• **Exercise input**
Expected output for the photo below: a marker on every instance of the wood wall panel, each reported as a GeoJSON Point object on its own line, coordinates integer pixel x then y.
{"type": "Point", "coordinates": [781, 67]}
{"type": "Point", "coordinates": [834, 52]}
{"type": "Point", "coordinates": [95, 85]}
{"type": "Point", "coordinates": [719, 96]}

• **Exercise prompt**
Rewrite the records with "wood wall panel" changed to "timber wall panel" and every other word left as it is.

• **Solution**
Expected output for the photo below: a marker on every instance of the timber wall panel, each reported as a GeoJSON Point object on its own line, coordinates integer pixel x then y.
{"type": "Point", "coordinates": [781, 67]}
{"type": "Point", "coordinates": [834, 52]}
{"type": "Point", "coordinates": [95, 85]}
{"type": "Point", "coordinates": [719, 96]}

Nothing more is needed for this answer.